## GOAL:
Write out every one of the records below word for word, keeping each line unchanged.

## EXERCISE MATERIALS:
::::

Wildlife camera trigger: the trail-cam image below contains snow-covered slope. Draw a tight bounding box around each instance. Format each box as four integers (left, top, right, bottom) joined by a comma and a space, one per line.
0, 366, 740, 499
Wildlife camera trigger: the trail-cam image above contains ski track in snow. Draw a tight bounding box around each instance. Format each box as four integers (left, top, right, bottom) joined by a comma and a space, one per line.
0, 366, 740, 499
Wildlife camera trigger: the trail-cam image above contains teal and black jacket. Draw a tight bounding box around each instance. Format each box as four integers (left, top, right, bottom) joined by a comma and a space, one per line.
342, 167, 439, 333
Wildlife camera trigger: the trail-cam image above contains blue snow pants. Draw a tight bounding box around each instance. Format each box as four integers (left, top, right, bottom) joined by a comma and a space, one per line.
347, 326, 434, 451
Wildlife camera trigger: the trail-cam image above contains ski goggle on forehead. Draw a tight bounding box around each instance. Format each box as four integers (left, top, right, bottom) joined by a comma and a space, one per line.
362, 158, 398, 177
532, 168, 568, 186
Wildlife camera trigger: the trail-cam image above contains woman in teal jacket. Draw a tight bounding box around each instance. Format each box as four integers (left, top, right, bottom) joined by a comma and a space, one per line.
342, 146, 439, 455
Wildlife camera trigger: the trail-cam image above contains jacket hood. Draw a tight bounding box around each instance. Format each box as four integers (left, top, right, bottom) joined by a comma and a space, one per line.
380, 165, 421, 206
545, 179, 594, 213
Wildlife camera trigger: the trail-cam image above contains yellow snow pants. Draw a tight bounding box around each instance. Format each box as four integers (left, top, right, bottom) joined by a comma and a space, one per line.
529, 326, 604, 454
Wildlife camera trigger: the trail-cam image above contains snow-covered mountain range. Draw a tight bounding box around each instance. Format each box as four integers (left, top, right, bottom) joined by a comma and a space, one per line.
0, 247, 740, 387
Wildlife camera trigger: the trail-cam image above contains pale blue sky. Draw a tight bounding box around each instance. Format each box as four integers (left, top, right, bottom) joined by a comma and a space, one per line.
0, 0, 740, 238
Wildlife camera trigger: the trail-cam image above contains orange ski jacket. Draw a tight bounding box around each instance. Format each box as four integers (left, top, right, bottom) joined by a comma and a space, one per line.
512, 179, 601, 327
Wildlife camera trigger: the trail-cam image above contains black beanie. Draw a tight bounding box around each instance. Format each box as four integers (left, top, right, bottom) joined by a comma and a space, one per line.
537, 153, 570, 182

::::

## REPLY TO THE TASK:
Wildlife camera trigger: the trail-cam image below contains snow-covered slope. Draw a tight bounding box around each instance. Format each box as four integers (left, top, right, bottom) joined by a comma and a space, one per line.
0, 366, 740, 499
Wildlife camera trigger: the trail-cam image above contains ski track in snow. Draw a tight bounding box around each instance. Format each box as four integers (left, top, right, bottom) joined by a comma and a space, one per line.
0, 366, 740, 499
Wildlife camera trigger: the trail-cam image above contains teal and black jacket. Draw a tight bounding box around each instance. Format each box as four integers (left, top, right, bottom) joined by a comma and a space, one per line.
342, 167, 439, 333
Wildlife camera trigger: the trail-cam image above contains blue snow pants. Draw a tight bounding box around each instance. Format each box as four integers (left, top, right, bottom) joined by a comma and a space, one per line.
347, 326, 434, 451
Wildlife camera trigger: the trail-cam image above contains ski goggle on forehead. Draw a tight bounding box around each instance. Format each box as four integers (left, top, right, bottom) joined by a comma and a space, one per line.
362, 158, 398, 177
532, 168, 568, 186
Wildlife camera trigger: the trail-cam image above contains woman in teal jacket. Draw a tight bounding box around each instance. Format each box as four integers (left, top, right, bottom) joined by a comma and a space, one per line.
342, 146, 439, 455
Wildlife camera trigger: the trail-cam image above contains jacket hood. Draw a tight bounding box around each instance. Format each box as four integers (left, top, right, bottom) joined by a comma and a space, one per line.
380, 165, 421, 206
545, 179, 594, 213
Wildlife camera trigger: the trail-cam image above contains yellow snow pants. Draw a tight bounding box around each instance. Format each box as four integers (left, top, right, bottom) joined by a comma and a space, one per line.
529, 326, 604, 454
Wildlife camera trigger: the trail-cam image above contains snow-covered mountain range. Draw a tight bounding box around each instance. Format each box as four integers (left, top, right, bottom) joined by a comma and a space, one per line.
0, 247, 740, 387
Wildlife camera trigger: the trail-cam image above contains pale blue sky. Draw a tight bounding box around each instance. Format each box as four integers (left, top, right, bottom) joined by a comma and a space, one per line.
0, 0, 740, 238
Wildlife camera trigger: the trail-cam image above contains orange ski jacket. Draw a tight bounding box around each instance. Format each box as four integers (left, top, right, bottom) joined by a comma and a space, one per line.
512, 179, 601, 327
Wildlife camera trigger: the trail-cam image above contains black beanie. Draw a tight bounding box around each instance. Format each box as four integers (left, top, right, bottom) joined by a comma and a space, one per line.
537, 153, 570, 182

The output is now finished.